◆ Task input ◆
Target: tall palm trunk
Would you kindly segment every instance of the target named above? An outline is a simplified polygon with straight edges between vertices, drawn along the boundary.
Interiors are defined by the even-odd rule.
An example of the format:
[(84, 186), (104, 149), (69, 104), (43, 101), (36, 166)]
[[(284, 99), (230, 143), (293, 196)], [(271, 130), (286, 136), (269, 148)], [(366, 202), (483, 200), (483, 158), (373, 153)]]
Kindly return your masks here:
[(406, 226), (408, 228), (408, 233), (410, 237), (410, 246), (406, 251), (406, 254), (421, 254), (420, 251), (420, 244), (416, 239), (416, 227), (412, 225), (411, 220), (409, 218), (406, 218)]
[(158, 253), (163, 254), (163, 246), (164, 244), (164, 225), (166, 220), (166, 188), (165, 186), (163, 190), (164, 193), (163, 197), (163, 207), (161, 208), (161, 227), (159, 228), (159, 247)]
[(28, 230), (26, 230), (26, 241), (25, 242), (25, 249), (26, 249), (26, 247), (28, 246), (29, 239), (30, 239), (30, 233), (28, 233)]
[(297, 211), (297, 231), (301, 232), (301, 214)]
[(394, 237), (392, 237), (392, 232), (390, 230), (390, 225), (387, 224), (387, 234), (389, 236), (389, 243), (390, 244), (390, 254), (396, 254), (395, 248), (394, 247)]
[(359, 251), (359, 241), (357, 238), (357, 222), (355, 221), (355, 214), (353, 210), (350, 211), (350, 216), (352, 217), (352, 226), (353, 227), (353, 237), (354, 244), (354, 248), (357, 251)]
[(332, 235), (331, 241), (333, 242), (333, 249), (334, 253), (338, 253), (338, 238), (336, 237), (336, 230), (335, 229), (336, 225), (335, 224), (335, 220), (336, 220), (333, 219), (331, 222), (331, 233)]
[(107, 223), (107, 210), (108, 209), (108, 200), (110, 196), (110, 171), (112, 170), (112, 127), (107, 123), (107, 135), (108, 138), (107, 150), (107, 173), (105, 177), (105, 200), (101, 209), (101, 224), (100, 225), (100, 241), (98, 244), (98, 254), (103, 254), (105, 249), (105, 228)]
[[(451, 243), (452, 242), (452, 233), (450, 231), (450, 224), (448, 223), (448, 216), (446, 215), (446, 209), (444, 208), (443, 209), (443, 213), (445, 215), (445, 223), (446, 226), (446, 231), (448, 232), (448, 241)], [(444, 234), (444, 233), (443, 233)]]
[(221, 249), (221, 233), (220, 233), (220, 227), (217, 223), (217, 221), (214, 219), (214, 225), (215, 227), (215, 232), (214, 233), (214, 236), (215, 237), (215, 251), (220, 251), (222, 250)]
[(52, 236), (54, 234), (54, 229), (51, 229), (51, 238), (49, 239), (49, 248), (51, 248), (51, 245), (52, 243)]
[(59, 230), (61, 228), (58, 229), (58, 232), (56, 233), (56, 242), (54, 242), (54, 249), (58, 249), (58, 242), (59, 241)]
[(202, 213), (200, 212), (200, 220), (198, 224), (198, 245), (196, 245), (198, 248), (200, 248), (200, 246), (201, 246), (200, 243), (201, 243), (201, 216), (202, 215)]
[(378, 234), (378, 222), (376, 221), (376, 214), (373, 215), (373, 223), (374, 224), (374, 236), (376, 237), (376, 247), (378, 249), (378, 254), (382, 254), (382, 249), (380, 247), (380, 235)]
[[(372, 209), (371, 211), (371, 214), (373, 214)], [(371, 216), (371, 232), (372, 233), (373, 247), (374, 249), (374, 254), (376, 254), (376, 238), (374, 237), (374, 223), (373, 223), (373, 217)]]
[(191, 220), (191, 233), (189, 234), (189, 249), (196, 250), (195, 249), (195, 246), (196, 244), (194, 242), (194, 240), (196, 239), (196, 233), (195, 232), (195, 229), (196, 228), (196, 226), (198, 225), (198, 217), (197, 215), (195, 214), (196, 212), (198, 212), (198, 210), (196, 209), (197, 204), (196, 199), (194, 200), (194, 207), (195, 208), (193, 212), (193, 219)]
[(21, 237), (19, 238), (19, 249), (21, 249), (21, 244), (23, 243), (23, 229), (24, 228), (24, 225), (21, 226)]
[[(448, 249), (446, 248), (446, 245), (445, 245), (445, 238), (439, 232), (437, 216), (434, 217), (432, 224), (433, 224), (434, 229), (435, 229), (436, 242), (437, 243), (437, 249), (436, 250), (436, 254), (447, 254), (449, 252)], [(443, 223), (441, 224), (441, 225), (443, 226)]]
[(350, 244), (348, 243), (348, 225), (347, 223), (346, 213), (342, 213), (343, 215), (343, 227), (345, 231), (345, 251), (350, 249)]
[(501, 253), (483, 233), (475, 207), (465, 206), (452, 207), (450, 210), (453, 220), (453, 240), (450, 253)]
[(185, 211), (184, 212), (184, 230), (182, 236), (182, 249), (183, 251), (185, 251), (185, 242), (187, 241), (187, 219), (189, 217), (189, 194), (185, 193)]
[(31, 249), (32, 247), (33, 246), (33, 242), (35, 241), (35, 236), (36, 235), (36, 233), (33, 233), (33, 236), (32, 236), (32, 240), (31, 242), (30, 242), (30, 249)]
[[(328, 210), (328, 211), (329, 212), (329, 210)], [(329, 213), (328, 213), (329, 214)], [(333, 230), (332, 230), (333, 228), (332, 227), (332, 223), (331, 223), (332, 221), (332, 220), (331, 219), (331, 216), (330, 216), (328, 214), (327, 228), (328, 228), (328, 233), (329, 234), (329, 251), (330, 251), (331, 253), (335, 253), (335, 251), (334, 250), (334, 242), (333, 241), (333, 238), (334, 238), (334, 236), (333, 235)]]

◆ Work to do ◆
Copy the listing above word for word, starting at its first line and ending at the line that contains "[(84, 186), (104, 149), (69, 104), (43, 101), (36, 166)]", with both of those lines included.

◆ Reply ◆
Target: tall palm trunk
Would you kindly segment every instance of the target named above? An outline is a simplified polygon with straight edges between vertices, drawn along the boundary.
Interiors are defined by the even-odd rule.
An example of the format:
[(84, 186), (104, 149), (69, 104), (43, 101), (36, 166)]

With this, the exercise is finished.